▶ **Task objective**
Look below for the line containing "Could you point at the white ceiling". Output it and each remaining line of the entries exactly, and nothing else.

--- BEGIN Records ---

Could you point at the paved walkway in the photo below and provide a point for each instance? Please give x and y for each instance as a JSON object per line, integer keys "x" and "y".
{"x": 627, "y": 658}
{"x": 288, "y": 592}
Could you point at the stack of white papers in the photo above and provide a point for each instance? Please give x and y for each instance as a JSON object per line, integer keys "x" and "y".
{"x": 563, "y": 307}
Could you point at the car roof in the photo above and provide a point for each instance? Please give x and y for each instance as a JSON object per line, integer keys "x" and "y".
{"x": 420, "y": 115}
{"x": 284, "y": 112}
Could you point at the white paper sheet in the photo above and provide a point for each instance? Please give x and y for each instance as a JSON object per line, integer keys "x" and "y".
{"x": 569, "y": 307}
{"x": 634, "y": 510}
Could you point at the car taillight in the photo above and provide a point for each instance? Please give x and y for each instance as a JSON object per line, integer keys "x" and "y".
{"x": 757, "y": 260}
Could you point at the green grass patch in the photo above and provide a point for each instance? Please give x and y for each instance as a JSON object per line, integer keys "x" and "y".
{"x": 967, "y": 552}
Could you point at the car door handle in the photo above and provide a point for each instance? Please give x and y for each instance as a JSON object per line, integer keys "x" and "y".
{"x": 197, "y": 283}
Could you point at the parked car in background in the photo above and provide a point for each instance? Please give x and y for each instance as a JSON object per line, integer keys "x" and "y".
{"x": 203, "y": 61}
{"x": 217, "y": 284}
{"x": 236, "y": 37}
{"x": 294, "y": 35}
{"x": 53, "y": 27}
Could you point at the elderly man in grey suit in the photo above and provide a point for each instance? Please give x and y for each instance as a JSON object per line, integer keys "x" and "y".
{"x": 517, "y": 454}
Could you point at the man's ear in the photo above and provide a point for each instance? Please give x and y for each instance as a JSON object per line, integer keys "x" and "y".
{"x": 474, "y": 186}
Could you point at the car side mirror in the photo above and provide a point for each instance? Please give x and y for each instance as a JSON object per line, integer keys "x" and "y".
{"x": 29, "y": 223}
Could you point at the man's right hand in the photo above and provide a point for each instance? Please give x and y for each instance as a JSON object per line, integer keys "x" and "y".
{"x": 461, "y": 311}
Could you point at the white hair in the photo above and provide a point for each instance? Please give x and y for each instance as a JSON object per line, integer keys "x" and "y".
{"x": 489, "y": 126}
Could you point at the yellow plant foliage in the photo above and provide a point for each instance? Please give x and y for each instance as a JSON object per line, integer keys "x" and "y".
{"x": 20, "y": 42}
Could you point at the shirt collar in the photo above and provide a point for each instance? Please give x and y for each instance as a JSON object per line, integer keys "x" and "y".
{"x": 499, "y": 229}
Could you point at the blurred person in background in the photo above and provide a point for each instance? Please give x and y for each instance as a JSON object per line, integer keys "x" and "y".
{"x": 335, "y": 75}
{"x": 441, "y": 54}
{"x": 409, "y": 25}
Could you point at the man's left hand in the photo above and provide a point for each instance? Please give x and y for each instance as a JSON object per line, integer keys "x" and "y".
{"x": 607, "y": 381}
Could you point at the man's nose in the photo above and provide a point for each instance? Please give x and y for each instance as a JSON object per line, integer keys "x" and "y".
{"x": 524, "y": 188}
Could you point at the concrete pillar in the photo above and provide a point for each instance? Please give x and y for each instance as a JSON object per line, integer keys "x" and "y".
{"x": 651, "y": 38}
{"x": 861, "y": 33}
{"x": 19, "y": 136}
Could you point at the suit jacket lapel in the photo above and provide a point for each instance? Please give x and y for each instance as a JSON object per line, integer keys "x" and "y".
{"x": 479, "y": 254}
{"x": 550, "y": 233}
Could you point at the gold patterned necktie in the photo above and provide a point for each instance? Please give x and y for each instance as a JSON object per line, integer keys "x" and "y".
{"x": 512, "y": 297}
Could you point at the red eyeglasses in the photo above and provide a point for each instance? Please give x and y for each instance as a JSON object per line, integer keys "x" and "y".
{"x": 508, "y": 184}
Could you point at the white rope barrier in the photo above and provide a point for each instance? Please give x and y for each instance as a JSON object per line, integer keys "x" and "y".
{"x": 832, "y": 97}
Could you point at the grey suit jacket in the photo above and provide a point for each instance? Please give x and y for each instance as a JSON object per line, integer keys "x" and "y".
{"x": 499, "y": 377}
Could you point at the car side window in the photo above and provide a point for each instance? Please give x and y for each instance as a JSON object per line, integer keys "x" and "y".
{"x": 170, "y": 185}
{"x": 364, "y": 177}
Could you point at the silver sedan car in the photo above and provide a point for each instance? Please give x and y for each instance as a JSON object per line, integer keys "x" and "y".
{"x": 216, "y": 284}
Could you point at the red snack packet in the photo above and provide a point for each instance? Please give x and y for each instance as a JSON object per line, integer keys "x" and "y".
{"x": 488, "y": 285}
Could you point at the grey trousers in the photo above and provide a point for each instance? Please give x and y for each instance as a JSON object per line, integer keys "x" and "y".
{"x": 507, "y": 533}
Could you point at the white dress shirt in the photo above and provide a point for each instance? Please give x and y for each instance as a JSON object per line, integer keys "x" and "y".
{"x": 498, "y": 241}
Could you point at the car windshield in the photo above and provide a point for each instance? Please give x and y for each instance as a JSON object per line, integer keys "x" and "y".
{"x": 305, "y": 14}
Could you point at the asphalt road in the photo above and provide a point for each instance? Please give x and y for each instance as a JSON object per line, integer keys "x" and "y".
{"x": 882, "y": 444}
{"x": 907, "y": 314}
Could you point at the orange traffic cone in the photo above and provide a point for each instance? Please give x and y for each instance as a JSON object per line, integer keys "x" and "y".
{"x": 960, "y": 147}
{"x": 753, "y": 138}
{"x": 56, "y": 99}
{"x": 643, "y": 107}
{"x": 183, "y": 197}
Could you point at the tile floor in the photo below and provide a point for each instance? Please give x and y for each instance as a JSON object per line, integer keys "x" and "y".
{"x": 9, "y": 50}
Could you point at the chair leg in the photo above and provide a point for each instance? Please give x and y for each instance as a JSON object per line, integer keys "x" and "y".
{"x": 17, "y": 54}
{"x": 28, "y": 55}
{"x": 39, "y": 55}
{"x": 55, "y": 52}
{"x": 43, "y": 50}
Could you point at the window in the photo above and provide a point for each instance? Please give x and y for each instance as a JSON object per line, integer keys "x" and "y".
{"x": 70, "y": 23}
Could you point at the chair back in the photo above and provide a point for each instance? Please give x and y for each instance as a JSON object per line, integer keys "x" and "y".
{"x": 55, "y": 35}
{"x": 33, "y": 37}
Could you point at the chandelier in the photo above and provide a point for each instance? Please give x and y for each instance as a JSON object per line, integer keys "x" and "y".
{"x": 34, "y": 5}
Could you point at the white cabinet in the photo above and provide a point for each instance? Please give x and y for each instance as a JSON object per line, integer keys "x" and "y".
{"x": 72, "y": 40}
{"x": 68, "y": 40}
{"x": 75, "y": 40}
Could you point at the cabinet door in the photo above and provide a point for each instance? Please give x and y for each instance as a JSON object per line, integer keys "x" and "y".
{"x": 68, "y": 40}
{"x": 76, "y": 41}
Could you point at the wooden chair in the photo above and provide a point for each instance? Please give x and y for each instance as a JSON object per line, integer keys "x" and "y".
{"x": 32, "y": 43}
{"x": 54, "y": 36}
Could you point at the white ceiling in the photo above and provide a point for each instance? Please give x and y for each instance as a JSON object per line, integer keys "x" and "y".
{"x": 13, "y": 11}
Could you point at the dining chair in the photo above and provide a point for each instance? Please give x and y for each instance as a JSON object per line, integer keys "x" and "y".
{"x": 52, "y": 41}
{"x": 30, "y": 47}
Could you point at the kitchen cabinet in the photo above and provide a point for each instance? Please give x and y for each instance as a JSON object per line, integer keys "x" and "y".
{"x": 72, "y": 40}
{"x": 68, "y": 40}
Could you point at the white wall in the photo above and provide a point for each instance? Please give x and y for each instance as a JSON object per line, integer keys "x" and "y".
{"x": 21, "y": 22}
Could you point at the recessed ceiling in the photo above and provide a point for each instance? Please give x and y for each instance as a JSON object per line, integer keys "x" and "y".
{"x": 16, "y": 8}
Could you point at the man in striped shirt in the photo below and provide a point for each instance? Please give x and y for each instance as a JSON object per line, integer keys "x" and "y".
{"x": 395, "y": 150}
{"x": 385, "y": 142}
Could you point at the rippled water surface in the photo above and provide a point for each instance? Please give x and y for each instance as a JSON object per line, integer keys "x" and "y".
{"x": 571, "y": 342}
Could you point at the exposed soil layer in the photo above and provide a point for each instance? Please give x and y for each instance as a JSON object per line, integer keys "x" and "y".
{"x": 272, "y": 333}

--- END Records ---

▶ **The result**
Could you point at the white ceiling in the photo above and provide a point for each instance? Please give x and y for each instance as a JSON object per line, integer keys "x" and "y".
{"x": 13, "y": 11}
Could you point at the dining chair in the photo above and provide a point for each instance? Please give x and y for each instance as a JSON object per line, integer keys "x" and "y".
{"x": 52, "y": 41}
{"x": 30, "y": 47}
Could you point at the kitchen cabinet in the photo above and provide a point for each instance? Please give x and y for each instance as a JSON object per line, integer keys "x" and "y".
{"x": 72, "y": 40}
{"x": 68, "y": 40}
Could you point at the white wall in the photo above and provide a point for each instance? Please give x and y for each instance as a JSON object per line, integer keys "x" and "y".
{"x": 21, "y": 22}
Could you point at the recessed ceiling in the photo above and provide a point for each instance? Please give x and y for each instance as a JSON object per line, integer keys "x" and "y".
{"x": 16, "y": 8}
Could you point at the man in striped shirt in the photo below and provide a point for each instance? Please give x and y for each instance as a JSON object per line, integer keys "x" and "y".
{"x": 395, "y": 150}
{"x": 385, "y": 142}
Could you point at the rippled water surface in the photo above and provide a point for each instance? Please give x and y for each instance as a JSON object per line, integer keys "x" and "y".
{"x": 571, "y": 342}
Could you point at the exposed soil layer in the photo above and provide a point for each instance? Please give x and y for each instance as a JSON object per line, integer keys "x" and "y".
{"x": 272, "y": 333}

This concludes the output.